What you need to do >>
Would you transcribe all of the data exactly, down to the last character?

===== Material supplied

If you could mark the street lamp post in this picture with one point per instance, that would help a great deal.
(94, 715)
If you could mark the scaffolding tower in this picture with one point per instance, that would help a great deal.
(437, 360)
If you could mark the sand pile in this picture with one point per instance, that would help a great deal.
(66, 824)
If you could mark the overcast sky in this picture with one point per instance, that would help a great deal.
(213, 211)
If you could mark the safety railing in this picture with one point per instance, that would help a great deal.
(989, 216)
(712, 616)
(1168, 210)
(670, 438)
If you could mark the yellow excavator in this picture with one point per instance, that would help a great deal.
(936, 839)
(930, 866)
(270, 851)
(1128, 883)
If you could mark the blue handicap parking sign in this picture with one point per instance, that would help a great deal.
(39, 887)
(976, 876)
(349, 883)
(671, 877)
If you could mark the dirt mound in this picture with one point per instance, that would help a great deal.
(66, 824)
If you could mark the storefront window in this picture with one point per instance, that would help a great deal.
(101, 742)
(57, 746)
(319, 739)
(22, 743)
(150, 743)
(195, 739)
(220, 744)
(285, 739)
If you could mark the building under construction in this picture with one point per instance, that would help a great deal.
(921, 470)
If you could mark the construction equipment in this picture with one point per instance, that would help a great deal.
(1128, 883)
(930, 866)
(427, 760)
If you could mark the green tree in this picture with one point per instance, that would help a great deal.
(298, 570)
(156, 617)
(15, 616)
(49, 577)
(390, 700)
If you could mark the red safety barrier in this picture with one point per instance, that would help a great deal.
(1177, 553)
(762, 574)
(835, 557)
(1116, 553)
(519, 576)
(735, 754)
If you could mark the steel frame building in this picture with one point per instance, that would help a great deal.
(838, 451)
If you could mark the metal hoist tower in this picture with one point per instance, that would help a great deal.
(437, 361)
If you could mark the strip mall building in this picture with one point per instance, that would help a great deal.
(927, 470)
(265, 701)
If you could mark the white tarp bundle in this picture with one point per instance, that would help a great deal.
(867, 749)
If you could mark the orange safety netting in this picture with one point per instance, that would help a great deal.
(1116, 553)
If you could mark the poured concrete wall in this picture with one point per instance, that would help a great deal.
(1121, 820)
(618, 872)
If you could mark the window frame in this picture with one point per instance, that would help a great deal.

==========

Solution for this task >>
If you could mark the street lamp post in this picture with one point per instance, that would help a great deal.
(94, 715)
If you could mark the scaffolding tower in this picture with one point per instance, that would help a great deal.
(437, 360)
If you could mark the sand pile in this picture with one point per instance, that would help a great deal.
(66, 824)
If you could mark the overcast sky in this picture with one point per instance, that would help a great deal.
(213, 211)
If you could mark the safety railing in this picture with one point per instance, that would help a great deal.
(989, 216)
(712, 616)
(1168, 210)
(670, 438)
If you could mark the yellow excavator in this picture with one point per instance, that would help a great deal.
(936, 839)
(930, 866)
(270, 851)
(1128, 883)
If you could mark the blue handicap parking sign in this picture with one point per instance, that would help a great deal.
(39, 887)
(976, 876)
(349, 883)
(671, 877)
If you could mark the dirt mound in this picture with one point per instance, that would help a great deal.
(66, 824)
If you could mark the storefront window in this picture with one point per instance, that would help a great deal.
(101, 742)
(57, 746)
(319, 739)
(22, 743)
(150, 743)
(195, 739)
(220, 744)
(285, 739)
If you could mark the building under construction in this picture with one point per instance, that would help a great deal.
(921, 470)
If you could mark the construction equipment in this picture with one point per instance, that would help a great deal.
(1128, 883)
(930, 866)
(427, 760)
If you could mark the green tree in this picture with one point per instance, that would help a great deal.
(298, 570)
(156, 617)
(15, 616)
(49, 577)
(390, 700)
If you could mark the red safety barrier in this picture with one point per instance, that would help a great deal.
(1177, 553)
(762, 574)
(835, 557)
(1116, 553)
(519, 576)
(735, 754)
If you could mark the steel frame building in this picture with one point per instance, that would help a great deal.
(838, 451)
If you could mark the metal hoist tower in this picture with one point per instance, that would help a great deal.
(437, 361)
If you could mark the strip mall building in this picture with one point per instance, that would help a great deal.
(927, 470)
(265, 701)
If you could mark the white tarp bundle in this picture with one point per instance, that would help a great deal.
(867, 749)
If you could mark the orange safety netting in this picture with one point per instance, that would help a great deal.
(1116, 553)
If you could mark the poured concrete wall in this picture with one point per instance, that would help a great deal.
(1121, 820)
(618, 872)
If you could mark the window frame in this picture with one point per instance, that would help a great deal.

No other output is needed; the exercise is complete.